What to do: Please restate the data exactly, from the first line to the last.

Records supplied:
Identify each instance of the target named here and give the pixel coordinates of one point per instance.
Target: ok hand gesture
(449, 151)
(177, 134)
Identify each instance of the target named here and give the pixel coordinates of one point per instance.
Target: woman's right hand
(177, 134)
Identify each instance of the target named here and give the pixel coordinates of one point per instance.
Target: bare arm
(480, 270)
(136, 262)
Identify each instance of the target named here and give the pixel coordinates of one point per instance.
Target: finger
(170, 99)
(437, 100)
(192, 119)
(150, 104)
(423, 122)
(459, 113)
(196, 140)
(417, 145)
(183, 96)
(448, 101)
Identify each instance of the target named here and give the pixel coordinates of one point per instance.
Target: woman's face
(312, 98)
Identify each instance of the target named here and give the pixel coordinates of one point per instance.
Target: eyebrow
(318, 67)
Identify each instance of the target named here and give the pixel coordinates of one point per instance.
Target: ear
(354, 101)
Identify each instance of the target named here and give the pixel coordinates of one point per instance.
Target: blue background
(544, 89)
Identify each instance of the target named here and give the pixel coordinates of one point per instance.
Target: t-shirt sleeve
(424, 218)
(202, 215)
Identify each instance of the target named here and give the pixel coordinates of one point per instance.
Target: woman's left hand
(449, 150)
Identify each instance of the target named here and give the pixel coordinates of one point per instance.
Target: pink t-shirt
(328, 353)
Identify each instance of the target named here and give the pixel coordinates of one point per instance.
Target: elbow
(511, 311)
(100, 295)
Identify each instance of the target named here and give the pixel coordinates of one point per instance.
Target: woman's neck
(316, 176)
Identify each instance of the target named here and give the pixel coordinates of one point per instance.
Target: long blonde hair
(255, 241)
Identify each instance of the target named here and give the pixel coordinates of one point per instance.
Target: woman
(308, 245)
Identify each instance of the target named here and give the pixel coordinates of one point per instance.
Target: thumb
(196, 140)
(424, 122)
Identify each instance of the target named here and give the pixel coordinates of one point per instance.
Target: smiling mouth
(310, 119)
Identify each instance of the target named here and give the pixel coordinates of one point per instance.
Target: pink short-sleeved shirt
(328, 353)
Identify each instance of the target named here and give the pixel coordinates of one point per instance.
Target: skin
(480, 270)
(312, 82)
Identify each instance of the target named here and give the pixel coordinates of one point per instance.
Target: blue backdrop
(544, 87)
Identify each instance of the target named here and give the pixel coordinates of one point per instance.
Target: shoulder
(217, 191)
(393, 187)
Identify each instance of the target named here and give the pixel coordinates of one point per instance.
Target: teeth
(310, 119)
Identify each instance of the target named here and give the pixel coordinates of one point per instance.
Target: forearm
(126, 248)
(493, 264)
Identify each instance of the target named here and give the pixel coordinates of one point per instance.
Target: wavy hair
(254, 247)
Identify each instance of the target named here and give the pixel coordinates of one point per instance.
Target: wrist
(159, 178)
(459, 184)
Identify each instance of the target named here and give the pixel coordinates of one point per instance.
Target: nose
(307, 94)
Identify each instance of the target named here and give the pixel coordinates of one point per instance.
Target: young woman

Written answer:
Identify each instance of the target named here and give the pixel coordinates of one point per instance.
Target: ok hand gesture
(449, 151)
(177, 134)
Identify each instance of the target named here and give the pixel coordinates of one point per instance.
Target: woman's right hand
(177, 134)
Identify each instance of the target named here and give the pixel coordinates of one point per instance.
Target: bare arm
(480, 270)
(136, 262)
Identify each instance of the target named here and give the pixel coordinates of one point per instance.
Target: finger
(170, 99)
(437, 100)
(192, 119)
(150, 104)
(423, 122)
(459, 113)
(196, 140)
(417, 145)
(183, 96)
(448, 101)
Identify each instance of the target named here and give the pixel coordinates of one point per instance.
Target: woman's face
(312, 98)
Identify each instance of the target named here and give the pixel coordinates of one point per instance.
Target: eyebrow
(318, 67)
Identify each instance of the target named here and give the pixel coordinates of one point per instance.
Target: ear
(354, 101)
Identify each instance of the target named here and give the pixel coordinates of one point per instance.
Target: blue background
(544, 89)
Identify each instance of the target named here and give the pixel coordinates of one point per instance.
Target: t-shirt sleeve
(424, 218)
(202, 215)
Identify each instance of the target named here and give the pixel coordinates of one point per instance.
Target: woman's left hand
(449, 150)
Identify each instance of the target named here and give the pixel coordinates of one point per instance.
Target: pink t-shirt
(328, 353)
Identify each instance of the target named here and give the pixel coordinates of one point per instance.
Target: elbow
(511, 311)
(100, 295)
Identify each instance of the target named here and give the pixel coordinates of one point per instance.
Target: woman's neck
(316, 176)
Identify each instance of the target named here and give the pixel coordinates of one point per instance.
Target: long blonde hair
(255, 241)
Identify each instance of the target named here and give the pixel coordinates of one point per instance.
Target: woman
(308, 245)
Identify each instance of the target named here and give the pixel coordinates of one point per instance.
Target: thumb
(196, 140)
(424, 122)
Identify each instance of the target named here and give the pixel coordinates of one point per instance.
Target: smiling mouth
(310, 119)
Identify each instance of the target named here and give the pixel coordinates of one point per instance.
Target: pink short-sleeved shirt
(328, 353)
Identify each instance of the target named here and give the pixel coordinates of one point per instance.
Target: skin
(480, 270)
(312, 82)
Identify each instance of the target named here and give the pixel coordinates of one point per instance.
Target: blue backdrop
(544, 87)
Identify each instance of the target named here and give the pixel coordinates of one point per instance.
Target: shoulder
(217, 191)
(393, 187)
Identify each instance of the target named here and give the pixel coordinates of one point per instance.
Target: teeth
(310, 119)
Identify each instance of the target named here and give the pixel coordinates of one point per instance.
Target: forearm
(126, 248)
(493, 264)
Identify each instance of the target named here and give the pixel coordinates of one point per instance.
Target: wavy hair
(254, 247)
Identify each instance of the target named here and give the pixel coordinates of one point per instance.
Target: wrist
(159, 178)
(459, 184)
Identify each instance of the target named here and give the pixel coordinates of one point per instance.
Target: nose
(307, 94)
Identify each instance of the target named here and give the pixel coordinates of one point per instance.
Target: young woman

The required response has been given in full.